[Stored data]
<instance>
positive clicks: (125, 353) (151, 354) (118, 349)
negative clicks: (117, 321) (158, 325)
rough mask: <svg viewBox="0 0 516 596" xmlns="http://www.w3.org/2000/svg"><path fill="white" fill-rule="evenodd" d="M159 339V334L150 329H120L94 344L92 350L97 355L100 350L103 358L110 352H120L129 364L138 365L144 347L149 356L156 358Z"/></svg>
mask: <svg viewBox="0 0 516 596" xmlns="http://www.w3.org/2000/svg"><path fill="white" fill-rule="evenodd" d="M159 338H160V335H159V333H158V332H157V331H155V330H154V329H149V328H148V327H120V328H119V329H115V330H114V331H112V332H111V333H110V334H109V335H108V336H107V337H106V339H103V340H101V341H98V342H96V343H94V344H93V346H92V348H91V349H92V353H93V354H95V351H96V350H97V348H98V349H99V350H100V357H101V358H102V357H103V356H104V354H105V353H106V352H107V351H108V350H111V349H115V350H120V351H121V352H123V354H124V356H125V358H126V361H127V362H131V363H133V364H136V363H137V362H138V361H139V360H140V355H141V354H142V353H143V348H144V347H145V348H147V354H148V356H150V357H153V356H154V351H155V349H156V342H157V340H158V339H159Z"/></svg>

TASK GOAL — Duplicate every line of the records word for word.

ANSWER AREA —
<instance>
positive clicks: (125, 353) (151, 354) (118, 349)
negative clicks: (117, 321) (158, 325)
rough mask: <svg viewBox="0 0 516 596" xmlns="http://www.w3.org/2000/svg"><path fill="white" fill-rule="evenodd" d="M159 339V334L150 329H120L94 344L92 350L97 355L100 350L103 358L110 352H120L129 364L138 365L144 347L149 356L156 358Z"/></svg>
mask: <svg viewBox="0 0 516 596" xmlns="http://www.w3.org/2000/svg"><path fill="white" fill-rule="evenodd" d="M159 338H160V335H159V333H158V332H157V331H155V330H154V329H149V328H148V327H120V328H119V329H115V330H114V331H112V332H111V333H110V334H109V335H108V336H107V337H106V339H103V340H101V341H98V342H96V343H94V344H93V346H92V348H91V349H92V353H93V354H95V351H96V350H97V348H98V349H99V350H100V357H101V358H102V357H103V356H104V354H105V353H106V352H107V351H108V350H111V349H115V350H120V351H121V352H123V354H124V356H125V358H126V361H127V362H131V363H133V364H136V363H137V362H138V361H139V360H140V355H141V354H142V353H143V348H144V347H145V348H147V354H148V356H150V357H153V356H154V351H155V349H156V342H157V340H158V339H159Z"/></svg>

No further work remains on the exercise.